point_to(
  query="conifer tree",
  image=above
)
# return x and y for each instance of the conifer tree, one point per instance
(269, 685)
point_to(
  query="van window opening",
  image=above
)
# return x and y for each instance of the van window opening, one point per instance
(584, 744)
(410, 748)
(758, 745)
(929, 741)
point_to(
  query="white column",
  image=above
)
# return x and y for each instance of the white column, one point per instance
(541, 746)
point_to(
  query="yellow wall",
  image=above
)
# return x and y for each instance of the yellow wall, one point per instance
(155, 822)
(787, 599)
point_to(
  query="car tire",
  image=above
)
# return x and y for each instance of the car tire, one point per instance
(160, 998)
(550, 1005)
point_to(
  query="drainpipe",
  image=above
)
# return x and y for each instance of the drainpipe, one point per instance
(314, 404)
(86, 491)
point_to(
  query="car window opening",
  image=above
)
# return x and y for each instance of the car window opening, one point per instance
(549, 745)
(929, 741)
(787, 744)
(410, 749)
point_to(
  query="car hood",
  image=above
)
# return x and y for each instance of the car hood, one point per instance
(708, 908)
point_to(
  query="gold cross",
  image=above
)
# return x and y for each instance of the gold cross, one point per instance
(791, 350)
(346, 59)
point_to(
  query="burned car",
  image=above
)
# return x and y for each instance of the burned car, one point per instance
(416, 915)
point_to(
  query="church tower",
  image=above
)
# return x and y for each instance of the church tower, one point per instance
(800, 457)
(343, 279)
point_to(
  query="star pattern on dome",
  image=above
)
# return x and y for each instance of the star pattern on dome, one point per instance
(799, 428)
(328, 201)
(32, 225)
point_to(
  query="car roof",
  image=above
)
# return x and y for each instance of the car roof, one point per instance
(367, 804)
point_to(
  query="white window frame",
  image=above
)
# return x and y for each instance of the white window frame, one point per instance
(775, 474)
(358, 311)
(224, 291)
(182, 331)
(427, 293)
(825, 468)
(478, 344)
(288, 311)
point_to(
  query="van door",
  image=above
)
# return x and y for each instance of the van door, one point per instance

+ + + + + + +

Copy the material above exactly. Include every line.

:: EXERCISE ANSWER ::
point_to(
  query="conifer tree",
  image=above
)
# return x and y for each instance of the conifer tree, one point per instance
(269, 685)
point_to(
  query="van window opening",
  image=above
)
# return x and y for each instance of the van window opening, one point per instance
(584, 744)
(410, 748)
(758, 745)
(929, 741)
point_to(
  query="white column",
  image=above
)
# return x and y for each instance of the white column, one point per instance
(541, 746)
point_to(
  query="yellow wall",
  image=above
)
# return x and y for each instance of the yellow wall, one point per instance
(155, 822)
(787, 599)
point_to(
  query="car tire",
  image=above
)
# return x and y for each instance of the car tire, one point per instance
(160, 998)
(550, 1005)
point_to(
  query="drainpipe",
  image=above
)
# return x and y for each instance of the drainpipe, one point per instance
(314, 404)
(86, 491)
point_to(
  query="car window opening",
  image=above
)
# return x and y for each instance of the car window opening, one point per instance
(549, 745)
(929, 741)
(787, 744)
(410, 749)
point_to(
  query="car hood",
  image=above
)
# return x and y for each instance of the car hood, one point per instance
(708, 908)
point_to(
  query="gold cross",
  image=above
)
# return x and y for each instance of the gold cross, one point per instance
(791, 350)
(346, 59)
point_to(
  query="burned car",
  image=above
)
# return x and y for each instance of the burned car, one point per instance
(416, 915)
point_to(
  query="church tower",
  image=above
)
# return x and y for each instance of the church tower, one point per instance
(800, 457)
(343, 279)
point_to(
  query="star pattern on dome",
  image=above
)
# return x and y for each instance of the star pattern on dome, one point per instance
(799, 428)
(328, 201)
(32, 225)
point_to(
  query="car roof",
  image=above
)
# return x and y for each instance of the car roof, one point per instance
(367, 804)
point_to(
  query="white window frame",
  image=above
)
# return x and y for each instance of the white window frame, one point per instance
(775, 474)
(358, 311)
(224, 291)
(182, 331)
(427, 293)
(825, 468)
(478, 344)
(288, 311)
point_to(
  query="van door",
  image=above
)
# return x and y for each instance of the van door, one point per instance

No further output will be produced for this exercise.